§ EXERCISE PROMPT: Reproduce the lines from the start of the records through the line containing "60), (216, 56)]", both included, and leave out the pictures.
··· SOURCE RECORDS ···
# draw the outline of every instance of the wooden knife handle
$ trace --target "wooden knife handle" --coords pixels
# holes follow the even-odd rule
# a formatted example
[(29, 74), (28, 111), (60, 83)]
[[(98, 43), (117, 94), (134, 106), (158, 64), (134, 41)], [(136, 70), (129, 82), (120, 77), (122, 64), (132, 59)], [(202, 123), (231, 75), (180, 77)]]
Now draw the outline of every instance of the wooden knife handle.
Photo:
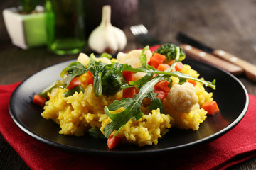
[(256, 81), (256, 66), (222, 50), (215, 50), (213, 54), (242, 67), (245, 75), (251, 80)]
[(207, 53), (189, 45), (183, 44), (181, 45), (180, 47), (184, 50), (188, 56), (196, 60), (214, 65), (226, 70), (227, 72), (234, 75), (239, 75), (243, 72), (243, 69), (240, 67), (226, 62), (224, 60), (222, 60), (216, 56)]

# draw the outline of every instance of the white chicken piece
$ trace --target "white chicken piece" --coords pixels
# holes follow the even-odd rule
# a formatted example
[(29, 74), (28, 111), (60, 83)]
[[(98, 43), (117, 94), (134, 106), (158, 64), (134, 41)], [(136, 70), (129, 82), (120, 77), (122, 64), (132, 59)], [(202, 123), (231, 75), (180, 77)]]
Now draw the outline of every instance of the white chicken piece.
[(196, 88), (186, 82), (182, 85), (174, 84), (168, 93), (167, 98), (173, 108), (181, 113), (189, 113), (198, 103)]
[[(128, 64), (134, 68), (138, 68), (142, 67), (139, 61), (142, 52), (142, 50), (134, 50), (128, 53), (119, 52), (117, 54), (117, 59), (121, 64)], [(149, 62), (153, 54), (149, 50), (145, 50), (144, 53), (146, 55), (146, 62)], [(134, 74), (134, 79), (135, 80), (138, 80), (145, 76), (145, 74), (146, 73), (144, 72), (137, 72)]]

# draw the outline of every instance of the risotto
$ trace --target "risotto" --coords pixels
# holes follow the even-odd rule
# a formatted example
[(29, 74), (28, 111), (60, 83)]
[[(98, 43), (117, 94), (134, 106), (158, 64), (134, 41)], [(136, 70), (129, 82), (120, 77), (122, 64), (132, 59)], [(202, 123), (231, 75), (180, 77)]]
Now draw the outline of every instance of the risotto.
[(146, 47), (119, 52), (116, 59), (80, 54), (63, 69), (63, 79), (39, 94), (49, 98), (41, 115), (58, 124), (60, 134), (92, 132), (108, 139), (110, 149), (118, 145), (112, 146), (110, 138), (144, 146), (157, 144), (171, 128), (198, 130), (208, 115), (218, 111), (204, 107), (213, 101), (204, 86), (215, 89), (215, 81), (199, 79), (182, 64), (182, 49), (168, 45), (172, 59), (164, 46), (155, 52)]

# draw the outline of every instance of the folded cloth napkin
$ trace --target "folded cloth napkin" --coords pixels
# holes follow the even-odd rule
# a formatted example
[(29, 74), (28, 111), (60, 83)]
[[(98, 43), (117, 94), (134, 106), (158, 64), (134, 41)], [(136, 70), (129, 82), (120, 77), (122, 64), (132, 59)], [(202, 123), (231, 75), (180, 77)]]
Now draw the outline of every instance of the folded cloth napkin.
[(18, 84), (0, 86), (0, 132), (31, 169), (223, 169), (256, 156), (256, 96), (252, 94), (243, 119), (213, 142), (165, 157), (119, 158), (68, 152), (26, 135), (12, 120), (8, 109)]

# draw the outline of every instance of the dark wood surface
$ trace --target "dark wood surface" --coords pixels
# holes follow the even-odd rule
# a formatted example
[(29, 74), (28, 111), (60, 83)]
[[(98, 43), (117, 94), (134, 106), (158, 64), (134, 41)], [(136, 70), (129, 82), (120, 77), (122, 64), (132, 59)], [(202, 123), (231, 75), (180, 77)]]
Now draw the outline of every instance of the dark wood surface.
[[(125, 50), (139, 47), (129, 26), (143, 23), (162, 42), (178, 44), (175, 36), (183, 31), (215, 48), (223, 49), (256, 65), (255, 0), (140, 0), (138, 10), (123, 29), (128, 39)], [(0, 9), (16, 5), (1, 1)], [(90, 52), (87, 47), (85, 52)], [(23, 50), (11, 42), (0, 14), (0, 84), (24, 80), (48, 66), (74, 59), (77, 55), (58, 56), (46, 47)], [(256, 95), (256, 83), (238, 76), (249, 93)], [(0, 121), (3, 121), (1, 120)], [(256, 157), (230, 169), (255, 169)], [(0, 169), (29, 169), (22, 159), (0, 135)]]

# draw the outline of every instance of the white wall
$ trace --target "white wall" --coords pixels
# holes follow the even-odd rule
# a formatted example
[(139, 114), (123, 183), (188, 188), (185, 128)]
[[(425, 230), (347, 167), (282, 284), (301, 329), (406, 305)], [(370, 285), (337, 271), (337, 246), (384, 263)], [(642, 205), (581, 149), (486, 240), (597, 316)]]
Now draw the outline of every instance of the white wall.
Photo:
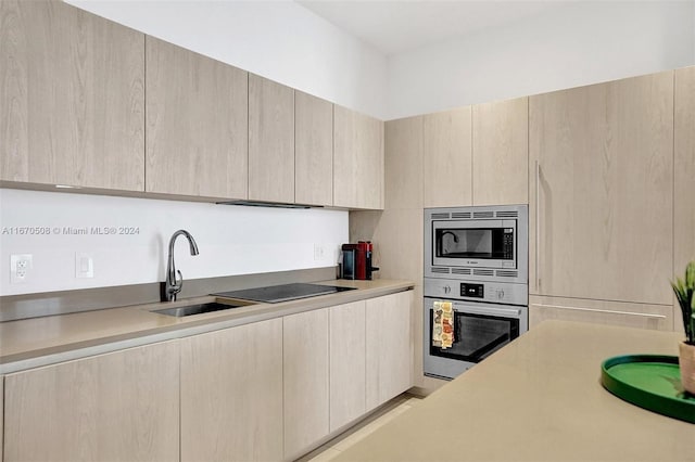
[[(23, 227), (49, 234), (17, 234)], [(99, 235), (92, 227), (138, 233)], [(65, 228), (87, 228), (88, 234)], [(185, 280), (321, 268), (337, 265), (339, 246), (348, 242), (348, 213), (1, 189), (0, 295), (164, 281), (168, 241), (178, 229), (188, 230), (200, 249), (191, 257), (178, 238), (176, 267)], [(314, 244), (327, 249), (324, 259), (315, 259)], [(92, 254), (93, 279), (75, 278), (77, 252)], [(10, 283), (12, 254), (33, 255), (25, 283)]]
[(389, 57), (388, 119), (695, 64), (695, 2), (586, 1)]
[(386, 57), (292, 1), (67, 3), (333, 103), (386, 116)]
···
§ TASK SOLUTION:
# draw the outline of every instance of the wooden knife handle
$ trace --target "wooden knife handle" --coords pixels
# holes follow the even-odd rule
# a formatted example
[(29, 74), (28, 111), (60, 83)]
[[(98, 43), (117, 94), (134, 106), (158, 64), (134, 41)], [(136, 70), (129, 82), (120, 77), (122, 64), (132, 59)], [(202, 123), (231, 75), (180, 77)]]
Now draw the outline of every instance of the wooden knife handle.
Photo:
[(256, 81), (256, 66), (222, 50), (215, 50), (213, 54), (242, 67), (245, 75), (251, 80)]
[(207, 53), (189, 45), (183, 44), (181, 45), (180, 47), (184, 50), (188, 56), (196, 60), (214, 65), (226, 70), (227, 72), (234, 75), (239, 75), (243, 72), (243, 69), (240, 67), (226, 62), (224, 60), (222, 60), (216, 56)]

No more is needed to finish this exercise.